== Work to do ==
Extend the court's account of the office-building fire lawsuit against Square D, continuing after its last sentence.

== Supplied text ==
On March 1, 2001, a fire occurred in the electrical room on the second floor of Investors’ office building. In the walls ran “busways,” which are systems of four insulated aluminum bars in aluminum casing that run from the basement to the top floor and distribute electricity to various floors. Square D manufactured the busways, while another company installed them in 1978. During the months following the fire, Investors retained Carl Martin and Bryon Sherman as experts to investigate possible causes. Based on their analyses, Investors ultimately attributed the cause of the fire to a malfunction of the busways. Accordingly, it brought an action against Square D in state court on September 19, 2001, asserting theories of strict liability and negligence based on design defects, manufacturing defects, and failure to warn. Square D removed the case to federal court on October 18, 2001.
A detailed description of the discovery process is necessary to provide an understanding of the context of the present appeal. After conducting a scheduling conference, the district court issued a Scheduling Order on December 7, 2001. Among other things, the Scheduling Order set the following dates by which certain motions had to be filed and portions of discovery had to be completed: (1) Investors’ submission of expert reports by January 10, 2002; (2) Square D’s expert submissions by February 11, 2002; (3) any rebuttal expert reports by February 25, 2002; (4) motions to join additional parties by February 15, 2002; (5) potentially dispositive motions by May 3, 2002; and (6) all discovery completed by April 8, 2002.
These dates all changed, at the initial request of Square D and ultimately with the agreement of Investors. On April 4, 2002, the district court issued an Amended
Scheduling Order, which set out the following revised dates: (1) Investors’ submission of expert reports by April 1, 2002; (2) Square D’s expert submissions by May 15, 2002; (3) any rebuttal expert reports by June 1, 2002; (4) motions to join additional parties by May 1, 2002; (5) potentially dispositive motions by June 3, 2002; and (6) all discovery completed by July 5, 2002.
Investors initially submitted two expert reports, one prepared on February 18, 2002, jointly by Martin and Sherman and the other prepared on March 25, 2002, by Martin. Under the Amended Scheduling Report, Investors’ reports were timely, and Square D had over a month remaining to file its expert reports. Square D instead filed for another extension. On May 20, 2002, the district court granted Square D’s motion to extend the deadline for its expert filings to June 14, 2002. Notably, the district court’s order changed none of the other dates. Thus, all dates other than the date on which Square D’s expert reports were due remained governed by the April 4 Amended Scheduling Order.

== Data lines ==
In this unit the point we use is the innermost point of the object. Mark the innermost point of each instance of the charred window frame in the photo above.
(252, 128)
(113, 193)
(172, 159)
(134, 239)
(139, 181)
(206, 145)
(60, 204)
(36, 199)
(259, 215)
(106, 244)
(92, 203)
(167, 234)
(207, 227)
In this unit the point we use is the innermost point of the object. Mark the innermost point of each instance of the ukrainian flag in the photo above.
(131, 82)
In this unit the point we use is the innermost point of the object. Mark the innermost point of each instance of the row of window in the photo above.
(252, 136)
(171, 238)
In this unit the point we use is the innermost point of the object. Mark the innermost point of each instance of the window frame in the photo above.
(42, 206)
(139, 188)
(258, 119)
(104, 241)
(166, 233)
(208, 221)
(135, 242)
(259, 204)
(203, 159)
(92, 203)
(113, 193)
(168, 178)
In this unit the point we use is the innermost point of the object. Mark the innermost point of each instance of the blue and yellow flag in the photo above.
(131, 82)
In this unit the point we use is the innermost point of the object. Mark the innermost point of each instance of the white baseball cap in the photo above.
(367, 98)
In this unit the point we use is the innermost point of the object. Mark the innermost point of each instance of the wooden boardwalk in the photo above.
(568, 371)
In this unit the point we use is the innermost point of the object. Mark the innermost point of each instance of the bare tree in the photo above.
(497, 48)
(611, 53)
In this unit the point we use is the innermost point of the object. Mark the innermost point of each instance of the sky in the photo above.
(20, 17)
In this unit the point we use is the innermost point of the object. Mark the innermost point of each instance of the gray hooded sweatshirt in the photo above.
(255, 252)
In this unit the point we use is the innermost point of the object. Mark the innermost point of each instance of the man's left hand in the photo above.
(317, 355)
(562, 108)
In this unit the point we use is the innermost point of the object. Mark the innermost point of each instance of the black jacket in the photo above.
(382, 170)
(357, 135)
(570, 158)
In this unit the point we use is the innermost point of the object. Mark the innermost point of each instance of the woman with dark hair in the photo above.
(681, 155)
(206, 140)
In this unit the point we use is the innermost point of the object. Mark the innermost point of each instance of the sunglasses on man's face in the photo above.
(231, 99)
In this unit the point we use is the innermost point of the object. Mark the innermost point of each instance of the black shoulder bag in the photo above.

== Written response ==
On June 3, 2002 (the due date for dispositive motions under the Amended Scheduling Order), Square D moved for summary judgment, alleging that Investors lacked any admissible expert testimony or other evidence to establish liability. In accordance with the most recent time extension that it had received, on June 14, 2002, Square D filed its expert witness report. In response to Square D’s June 3 motion for summary judgment, on June 25, 2002, Investors filed an extensive motion requesting the following: (1) leave to amend the scheduling order; (2) leave to amend its complaint to join an additional party defendant; and (3) in the alternative, voluntary dismissal of its complaint without prejudice. On July 11, 2002, Investors submitted a third expert report, in which it attempts to rebut Square D’s expert report.
In a Memorandum and Order of September 2, 2002, the district court denied Investors’ procedural motions and granted summary judgment to Square D. In so doing, the district court refused to consider Investors’ July 11, 2002, expert report, explaining that it was untimely and that it espoused a “totally new theory of negligence.” 103 Investors I, L.P. v. Square D Company, 222 F.Supp.2d 1263, 1274 n. 10 (D.Kan. 2002). Investors appealed, asserting inter alia the following claims of district court error: (1) the exclusion of the July 11, 2002 expert report; (2) the decision to grant Square D’s Daubert and summary judgment motions; (3) the refusal to allow Investors to amend its pleadings and add a party; and (4) the refusal to allow Investors to voluntarily dismiss its suit against Square D.
We allow a district court substantial latitude in its management of the discovery process, particularly in the context of our review of a decision to sanction the parties before it Summers v. Missouri Pac. R.R. Sys., 132 F.3d 599, 604 (10th Cir. 1997). Our standard of review is abuse of discretion. Id.
The analytical process of the district court instructs our consideration of its decision to grant summary judgment to Square D. In granting summary judgment to Square D, the district court reasoned as follows, each decision depending on the one preceding it: (1) it refused to consider Investors’ July 11 expert report on the
basis of its untimeliness; (2) citing its unwillingness to consider that report, it granted Square D’s Daubert motion; and (3) there being no expert testimony remaining, it granted Square D’s motion for summary judgment. That is to say, the court’s summary judgment grant was dependent on its decision to grant th Daubert motion, and the decision to grant the Daubert motion was similarly dependent on the court’s refusal to consider Investors’ rebuttal expert report. Therefore, our initial task is to examine whether the district court’s exclusion of the expert report of July 11, 2002 constituted an abuse of discretion.
Explaining its exclusion of the report, the district court stated that “[t]he third report is untimely: under the second amended scheduling order, plaintiff’s initial expert reports were due April 1, 2002 and rebuttal expert reports were due June 1, 2002.” 103 Investors I, 222 F.Supp.2d at 1275. It also expressed the concern that the July 11 report expressed totally new theories from those asserted in the previous two reports.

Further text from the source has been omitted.